[Opening TASK MATERIAL section]
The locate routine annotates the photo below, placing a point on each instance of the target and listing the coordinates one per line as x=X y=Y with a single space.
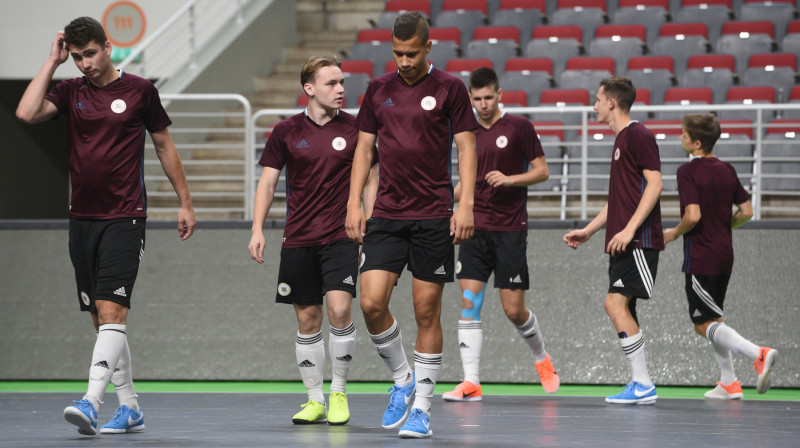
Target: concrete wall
x=202 y=310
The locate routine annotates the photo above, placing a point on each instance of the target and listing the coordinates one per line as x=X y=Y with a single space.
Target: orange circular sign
x=124 y=23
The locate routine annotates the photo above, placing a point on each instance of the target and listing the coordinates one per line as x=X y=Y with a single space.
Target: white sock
x=426 y=367
x=725 y=361
x=390 y=346
x=122 y=378
x=107 y=352
x=531 y=334
x=310 y=352
x=633 y=347
x=341 y=347
x=726 y=337
x=470 y=341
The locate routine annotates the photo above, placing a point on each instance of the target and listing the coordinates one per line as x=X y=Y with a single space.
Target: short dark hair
x=483 y=77
x=83 y=30
x=309 y=71
x=410 y=24
x=621 y=89
x=703 y=128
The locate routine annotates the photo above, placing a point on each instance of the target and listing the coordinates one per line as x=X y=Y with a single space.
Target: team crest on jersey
x=118 y=106
x=339 y=143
[Closing TASK MATERIAL section]
A word-for-word copy of all the records above is required, with the pictures left out.

COMPLETED EXERCISE -
The locate routine annotates the photo below, placing a point on each instance of the target and listing the coordinates one per line as x=X y=Y with a single space.
Target: concrete wall
x=202 y=310
The locate routine annotates the photo above, placing a point on each instance of the target and listing the coordinates one per line as x=X y=Y with a single space.
Target: orange circular sign
x=124 y=23
The locate routine annotates the photo above, placing a point on each instance of the target and listing the coordinates one per line as x=X y=Y with a single space.
Target: white sock
x=426 y=367
x=725 y=361
x=390 y=346
x=122 y=378
x=107 y=352
x=531 y=334
x=310 y=352
x=633 y=347
x=341 y=347
x=726 y=337
x=470 y=341
The locate routine annotates the photo above, placing a point on each instance of the target and listing the coordinates one per line as x=X y=Y with a single space.
Target: short dark hair
x=483 y=77
x=83 y=30
x=309 y=71
x=410 y=24
x=621 y=89
x=703 y=128
The locate routine annotates the photo above, placing a point on each instance of the target and listing the coordinates one per line as x=X y=Y with a single space.
Target: team crest on jersey
x=118 y=106
x=339 y=143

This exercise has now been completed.